• _Directions_: Format every line of the material below as a numbered list, leaving out any blank lines.

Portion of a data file
[START]
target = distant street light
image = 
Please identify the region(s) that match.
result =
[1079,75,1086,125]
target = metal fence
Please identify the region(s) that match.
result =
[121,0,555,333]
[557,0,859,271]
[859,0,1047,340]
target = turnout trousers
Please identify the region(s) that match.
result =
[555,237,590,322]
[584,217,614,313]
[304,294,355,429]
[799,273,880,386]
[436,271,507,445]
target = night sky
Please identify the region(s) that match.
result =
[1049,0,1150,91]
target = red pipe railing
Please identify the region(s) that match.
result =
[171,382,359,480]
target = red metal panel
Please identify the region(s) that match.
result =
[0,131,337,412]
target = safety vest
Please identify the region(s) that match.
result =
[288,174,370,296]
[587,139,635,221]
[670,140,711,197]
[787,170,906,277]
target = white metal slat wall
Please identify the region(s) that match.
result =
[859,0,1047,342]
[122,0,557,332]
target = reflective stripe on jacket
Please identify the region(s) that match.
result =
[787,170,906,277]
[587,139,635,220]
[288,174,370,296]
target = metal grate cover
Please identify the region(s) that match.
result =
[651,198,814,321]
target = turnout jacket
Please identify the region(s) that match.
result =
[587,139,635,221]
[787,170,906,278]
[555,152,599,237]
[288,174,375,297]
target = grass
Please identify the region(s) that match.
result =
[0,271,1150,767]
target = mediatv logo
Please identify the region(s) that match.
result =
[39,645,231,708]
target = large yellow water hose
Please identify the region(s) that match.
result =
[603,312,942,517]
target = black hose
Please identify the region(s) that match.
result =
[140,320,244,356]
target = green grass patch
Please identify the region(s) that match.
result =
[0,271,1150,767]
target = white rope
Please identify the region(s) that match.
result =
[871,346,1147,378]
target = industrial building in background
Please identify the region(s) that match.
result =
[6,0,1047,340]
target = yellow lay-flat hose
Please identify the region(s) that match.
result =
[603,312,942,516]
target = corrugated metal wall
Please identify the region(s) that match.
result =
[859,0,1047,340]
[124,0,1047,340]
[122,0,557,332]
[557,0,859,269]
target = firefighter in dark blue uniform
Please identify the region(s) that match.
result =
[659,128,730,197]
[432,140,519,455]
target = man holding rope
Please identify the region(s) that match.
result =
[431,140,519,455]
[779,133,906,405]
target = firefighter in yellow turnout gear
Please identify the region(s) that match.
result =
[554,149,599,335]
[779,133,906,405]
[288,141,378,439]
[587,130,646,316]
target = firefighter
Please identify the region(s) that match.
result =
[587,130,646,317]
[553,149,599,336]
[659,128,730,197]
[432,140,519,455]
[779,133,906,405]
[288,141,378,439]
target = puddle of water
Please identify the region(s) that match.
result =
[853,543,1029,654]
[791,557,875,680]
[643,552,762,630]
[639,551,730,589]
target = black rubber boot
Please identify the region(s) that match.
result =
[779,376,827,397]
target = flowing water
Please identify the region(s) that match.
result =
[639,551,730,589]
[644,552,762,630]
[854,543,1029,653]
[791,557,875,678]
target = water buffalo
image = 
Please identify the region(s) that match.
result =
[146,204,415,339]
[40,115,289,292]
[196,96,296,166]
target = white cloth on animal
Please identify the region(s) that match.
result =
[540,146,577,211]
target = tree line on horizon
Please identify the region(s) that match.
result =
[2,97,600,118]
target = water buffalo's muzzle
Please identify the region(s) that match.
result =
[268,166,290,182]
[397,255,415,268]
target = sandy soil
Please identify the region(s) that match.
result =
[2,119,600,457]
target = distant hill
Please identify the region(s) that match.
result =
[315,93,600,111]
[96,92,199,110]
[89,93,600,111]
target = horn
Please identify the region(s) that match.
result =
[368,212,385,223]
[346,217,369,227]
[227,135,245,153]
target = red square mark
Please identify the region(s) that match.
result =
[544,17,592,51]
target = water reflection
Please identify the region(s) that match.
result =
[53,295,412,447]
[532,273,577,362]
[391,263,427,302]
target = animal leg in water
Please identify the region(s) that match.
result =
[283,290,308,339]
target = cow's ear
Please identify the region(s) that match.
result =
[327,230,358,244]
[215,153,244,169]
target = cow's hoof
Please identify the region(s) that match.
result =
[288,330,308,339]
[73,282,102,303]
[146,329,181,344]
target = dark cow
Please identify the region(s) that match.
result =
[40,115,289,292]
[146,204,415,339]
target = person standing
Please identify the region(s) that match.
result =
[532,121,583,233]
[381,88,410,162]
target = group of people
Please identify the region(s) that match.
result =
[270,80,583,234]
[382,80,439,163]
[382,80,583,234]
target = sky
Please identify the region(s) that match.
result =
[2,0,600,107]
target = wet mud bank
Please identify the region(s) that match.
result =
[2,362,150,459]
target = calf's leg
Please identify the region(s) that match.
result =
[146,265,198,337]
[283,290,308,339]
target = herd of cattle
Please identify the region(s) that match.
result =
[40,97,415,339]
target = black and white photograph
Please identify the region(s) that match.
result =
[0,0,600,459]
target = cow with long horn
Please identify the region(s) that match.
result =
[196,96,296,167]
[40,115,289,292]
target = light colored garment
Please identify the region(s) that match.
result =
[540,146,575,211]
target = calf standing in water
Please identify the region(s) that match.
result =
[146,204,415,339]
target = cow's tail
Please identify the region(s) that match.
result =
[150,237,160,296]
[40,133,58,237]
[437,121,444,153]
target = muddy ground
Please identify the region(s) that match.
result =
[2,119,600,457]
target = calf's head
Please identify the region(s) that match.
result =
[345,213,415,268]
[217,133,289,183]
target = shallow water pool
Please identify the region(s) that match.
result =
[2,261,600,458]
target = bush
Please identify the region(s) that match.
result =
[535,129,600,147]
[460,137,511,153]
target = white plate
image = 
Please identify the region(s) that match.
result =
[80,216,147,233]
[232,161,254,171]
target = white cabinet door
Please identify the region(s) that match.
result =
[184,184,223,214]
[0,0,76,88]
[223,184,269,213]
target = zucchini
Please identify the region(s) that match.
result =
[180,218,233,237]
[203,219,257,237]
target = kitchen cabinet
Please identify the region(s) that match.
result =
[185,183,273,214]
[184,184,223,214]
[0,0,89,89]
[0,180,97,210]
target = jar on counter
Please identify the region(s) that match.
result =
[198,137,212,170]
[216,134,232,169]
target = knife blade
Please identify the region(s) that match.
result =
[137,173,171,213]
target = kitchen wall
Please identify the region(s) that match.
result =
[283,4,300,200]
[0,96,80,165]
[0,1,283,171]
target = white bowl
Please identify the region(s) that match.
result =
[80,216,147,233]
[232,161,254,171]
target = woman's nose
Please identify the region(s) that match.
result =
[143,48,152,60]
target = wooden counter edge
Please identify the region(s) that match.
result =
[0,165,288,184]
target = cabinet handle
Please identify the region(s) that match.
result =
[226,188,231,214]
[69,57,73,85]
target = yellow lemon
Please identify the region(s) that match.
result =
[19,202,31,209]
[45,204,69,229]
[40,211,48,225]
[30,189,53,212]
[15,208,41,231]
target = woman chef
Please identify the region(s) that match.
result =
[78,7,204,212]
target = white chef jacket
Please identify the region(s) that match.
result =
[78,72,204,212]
[END]
• _Exercise response_:
1. target = distant street light
2. image = 
3. Please identify the region(s) that match.
4. result =
5. [1079,75,1086,125]
6. target = metal fence
7. Please identify the region(s) that match.
8. result =
9. [121,0,555,333]
10. [557,0,859,271]
11. [859,0,1047,340]
12. target = turnout trousers
13. Please identify the region(s) that match.
14. result =
15. [555,237,590,322]
16. [584,217,614,313]
17. [304,294,355,429]
18. [799,273,880,386]
19. [436,271,507,445]
20. target = night sky
21. Please identify the region(s) that match.
22. result =
23. [1049,0,1150,91]
24. target = red pipe railing
25. Please identify the region(s) that match.
26. result =
27. [171,382,359,480]
28. target = red metal panel
29. Please identify the region(s) that match.
30. result =
31. [0,131,337,412]
32. target = safety vest
33. Please identify the region(s) that match.
34. result =
35. [288,174,370,296]
36. [587,139,635,221]
37. [670,140,711,197]
38. [787,170,906,277]
39. target = white metal slat wall
40. Please identify the region(s) that match.
41. result =
42. [859,0,1047,342]
43. [122,0,557,332]
44. target = reflective stripe on jacket
45. Please identify the region(s) that match.
46. result =
47. [787,170,906,277]
48. [587,139,635,220]
49. [288,174,370,296]
50. target = metal grate cover
51. Please identify the region(s) that match.
52. result =
53. [651,198,814,321]
54. target = turnout jacket
55. Please identify the region(s) that match.
56. result =
57. [587,139,635,221]
58. [787,170,906,278]
59. [555,152,599,237]
60. [288,174,375,297]
61. target = grass
62. Please identify the region(s) that match.
63. result =
64. [0,271,1150,767]
65. target = mediatv logo
66. Please identify the region(s) that match.
67. result =
68. [39,645,231,708]
69. target = large yellow water hose
70. Please identify the region(s) that match.
71. result =
72. [603,312,942,517]
73. target = black hose
74. Please identify the region(s) that match.
75. result =
76. [140,320,244,356]
77. target = green grass patch
78. Please identify the region(s) that match.
79. result =
80. [0,271,1150,767]
81. target = white rope
82. Please identify the region(s) that match.
83. result =
84. [871,346,1147,378]
85. target = industrial building in background
86. Please identify the region(s) that match.
87. result =
88. [6,0,1047,340]
89. target = yellow lay-flat hose
90. Please identify the region(s) that match.
91. result =
92. [603,312,942,516]
93. target = corrugated metal wall
94. Please identify the region(s) that match.
95. result =
96. [859,0,1047,340]
97. [124,0,1047,340]
98. [122,0,557,332]
99. [557,0,859,269]
100. target = firefighter in dark blue uniform
101. Please identify the region(s) that match.
102. result =
103. [659,128,730,197]
104. [432,140,519,455]
105. target = man holding rope
106. Please identify the region(s) that match.
107. result =
108. [431,140,519,455]
109. [779,133,906,405]
110. target = firefighter in yellow turnout gear
111. Please identify the region(s) that match.
112. result =
113. [554,149,599,335]
114. [779,133,906,405]
115. [288,141,378,439]
116. [587,130,646,316]
117. target = firefighter
118. Please identify the region(s) that match.
119. result =
120. [587,130,646,317]
121. [553,149,599,336]
122. [659,128,730,197]
123. [432,140,519,455]
124. [779,133,906,405]
125. [288,141,378,439]
126. target = puddle of water
127. Please identify the region(s) that match.
128. result =
129. [853,543,1029,654]
130. [791,557,875,680]
131. [643,552,762,630]
132. [639,551,730,589]
133. target = black rubber boot
134. Please identify the region(s) that match.
135. result =
136. [779,376,827,397]
137. target = flowing water
138. Please identify the region(s) that match.
139. result =
140. [639,551,730,589]
141. [644,552,762,630]
142. [854,543,1029,653]
143. [791,557,875,678]
144. target = water buffalo
145. image = 
146. Please identify the region(s) that match.
147. result =
148. [146,204,415,339]
149. [40,115,289,292]
150. [196,96,296,166]
151. target = white cloth on animal
152. Please identify the region(s) that match.
153. result =
154. [540,146,577,211]
155. target = tree line on horizon
156. Please identify the region(s) that match.
157. result =
158. [2,97,600,118]
159. target = water buffalo's muzzle
160. Please identify the region(s) that match.
161. result =
162. [268,166,290,182]
163. [397,255,415,268]
164. target = sandy soil
165. Please identify the region(s) that match.
166. result =
167. [2,119,600,457]
168. target = distant hill
169. Please identify the region(s) that match.
170. result =
171. [315,93,600,111]
172. [96,92,199,110]
173. [89,93,600,111]
174. target = horn
175. Please identify the region(s) that match.
176. result =
177. [368,212,385,223]
178. [346,217,369,227]
179. [227,135,245,153]
180. target = red square mark
181. Please identify the region(s) that match.
182. result =
183. [544,17,592,51]
184. target = water reflection
185. Please identify the region(s) that match.
186. result =
187. [53,295,412,447]
188. [532,273,577,362]
189. [391,263,427,302]
190. target = animal leg in water
191. Please identify the region(s) that match.
192. result =
193. [283,290,308,339]
194. target = cow's ear
195. Please identify the region(s) that match.
196. result =
197. [327,230,358,244]
198. [215,153,244,169]
199. target = cow's hoof
200. Please identify the region(s) that match.
201. result =
202. [288,330,308,339]
203. [73,282,102,303]
204. [146,329,181,344]
205. target = dark cow
206. Please identify the region(s) that match.
207. result =
208. [40,115,289,292]
209. [146,204,415,339]
210. target = person standing
211. Please identify the region(s) that match.
212. result =
213. [532,121,583,233]
214. [381,88,410,162]
215. target = group of people
216. Please identify the region(s) that match.
217. result =
218. [270,80,583,234]
219. [382,80,439,163]
220. [382,80,583,234]
221. target = sky
222. Please identify the region(s) that match.
223. result =
224. [2,0,600,107]
225. target = wet mud bank
226. Please identify the region(s) that match.
227. result =
228. [2,362,150,459]
229. target = calf's leg
230. Please identify the region(s) that match.
231. result =
232. [146,265,198,337]
233. [283,290,308,339]
234. target = herd of cattle
235. Please identify the region(s) that match.
236. result =
237. [40,97,415,339]
238. target = black and white photograph
239. Please identify the region(s) that match.
240. result =
241. [0,0,600,459]
242. target = cow with long horn
243. Please identify the region(s) that match.
244. result =
245. [196,96,296,167]
246. [40,115,289,292]
247. target = light colored garment
248. Please identify the region(s) that match.
249. result =
250. [540,146,575,211]
251. target = calf standing in water
252. Please identify the region(s) that match.
253. result =
254. [146,204,415,339]
255. target = cow's tail
256. Please identify the region(s) that match.
257. result =
258. [150,237,160,296]
259. [40,133,58,237]
260. [437,121,444,153]
261. target = muddy ground
262. Please identify the region(s) that match.
263. result =
264. [2,119,600,457]
265. target = calf's head
266. Please identify the region(s) that match.
267. result =
268. [345,213,415,268]
269. [217,133,289,183]
270. target = shallow water pool
271. Please identify the region(s) that match.
272. result =
273. [2,261,600,458]
274. target = bush
275. Please identify the region(s) that match.
276. result =
277. [535,129,600,147]
278. [460,137,511,153]
279. target = white plate
280. image = 
281. Please identify the region(s) that match.
282. result =
283. [80,216,147,233]
284. [232,161,254,171]
285. target = white cabinet door
286. Please identify the region(s) that match.
287. result =
288. [184,184,223,214]
289. [0,0,76,88]
290. [223,184,269,213]
291. target = zucchini
292. Please identify the region(s) that match.
293. result =
294. [180,218,233,237]
295. [203,219,257,237]
296. target = kitchen cabinet
297. Please identify the region(s) that match.
298. result =
299. [185,183,273,214]
300. [184,184,223,214]
301. [0,0,89,89]
302. [0,180,97,210]
303. target = jar on counter
304. Please identify the region(s) that match.
305. result =
306. [198,137,212,170]
307. [216,134,232,169]
308. target = knife blade
309. Please identify the region(s) that match.
310. result =
311. [137,173,171,213]
312. target = kitchen wall
313. Please identify the region(s) that match.
314. result =
315. [283,4,300,200]
316. [0,96,80,165]
317. [0,1,283,171]
318. target = white bowl
319. Please identify the region(s) that match.
320. result =
321. [80,216,147,233]
322. [232,161,254,171]
323. target = woman's nose
324. Please identify the region(s) that match.
325. result =
326. [143,48,152,60]
327. target = wooden counter edge
328. Please identify the region(s) that match.
329. result =
330. [0,165,288,184]
331. target = cabinet handle
332. Please identify the region(s) that match.
333. result =
334. [226,188,231,214]
335. [69,57,73,85]
336. target = yellow lemon
337. Please identify the region(s) that match.
338. result =
339. [19,202,31,209]
340. [45,204,69,229]
341. [40,211,48,225]
342. [30,189,53,212]
343. [15,208,41,231]
344. target = woman chef
345. Please identify the region(s) that match.
346. result =
347. [78,7,204,212]
348. target = white chef jacket
349. Please identify the region(s) that match.
350. result =
351. [78,72,204,212]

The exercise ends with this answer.